** Tasks for this exercise **
**A.** In the article on the Missouri Human Rights Act case, on what date did the Missouri Supreme Court hear oral arguments in R.M.A. v. Blue Springs R-IV School District?
**B.** Proceed with the article on the Missouri Human Rights Act case, picking up after its last sentence.

** Quoted passage **
□ □ □

On April 25, 2018, the Missouri Supreme Court heard oral arguments in R.M.A. v. Blue Springs R-IV School District that could have far-reaching implications for the civil rights protections granted to the state’s transgender community. The judges were asked to determine whether the Missouri Human Rights Act (“MHRA”) prohibits discrimination based on gender identity even though gender identity is not specifically mentioned in the Act. Last June, McMahon Berger summarized the issues and arguments in a blog that can be found here: https://www.mcmahonberger.com/transgender-students-bathrooms-and-the-missouri-human-rights-act/.
What should be noteworthy to all Missouri public entities and their attorneys is how the State of Missouri argued its case. The State not only argued gender identity is not covered by the MHRA, but also stressed that the Supreme Court need not reach the merits of this issue because government entities are not required to provide public accommodations to individuals in Missouri. In other words, the State argued Blue Springs R-IV School District may not be sued for alleged public accommodation violations under the MHRA. Although at first glance the State’s argument seems counterintuitive, the plain and ordinary language of the MHRA may support the State’s argument.

□ □ □

** Material **
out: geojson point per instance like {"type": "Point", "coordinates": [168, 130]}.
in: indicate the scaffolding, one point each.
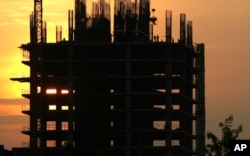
{"type": "Point", "coordinates": [130, 97]}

□ □ □

** Outputs in order **
**A.** April 25, 2018.

**B.**
It is commonly understood that it is illegal for employers to discriminate based upon protected characteristics regarding terms, conditions, and privileges of employment. In the MHRA, “employers” are defined as including “the state, or any political or civil subdivision thereof.” Since the enactment of the MHRA, the state and local governments of Missouri have commonly been sued in their capacity as employers. The question now raised by the State is whether Missouri government entities may be sued outside their capacity as employers.
R.M.A. contends that the school district, a government entity, violated § 213.065.1-2, RSMo, which makes it unlawful “for any person” to deprive an individual of the “full and equal use and enjoyment within this state of any place of public accommodation.” Unlike the definition of employer, the definition of “person” does not include “the state, or any political or civil subdivision thereof.” Instead, the term “person” is defined as including “one or more individuals, corporations, partnerships, associations, organizations, labor organizations, legal representatives, mutual companies, joint stock companies, trusts, trustees, trustees in bankruptcy, receivers, fiduciaries, or other organized groups of persons.” The State argued R.M.A.’s claims for public accommodation discrimination must be dismissed because the MHRA’s public accommodation provision does not clearly and unambiguously include the state and local governments of Missouri.
During the oral arguments, the Missouri Supreme Court posed the following question to the State: Does the State’s argument permit a Missouri public entity to post a sign at its facility that says “Whites only?” The short answer is “heck no!” because even if an individual would not have an actionable accommodation claim against a public entity under the MHRA, the individual undoubtedly may seek and obtain relief under federal public accommodation laws for such a despicable act. In sum, the Missouri legislature determined that lawsuits against public entities (i.e., the taxpayers of Missouri) for alleged public accommodation violations should proceed in federal court under federal law, and not in state court under the MHRA.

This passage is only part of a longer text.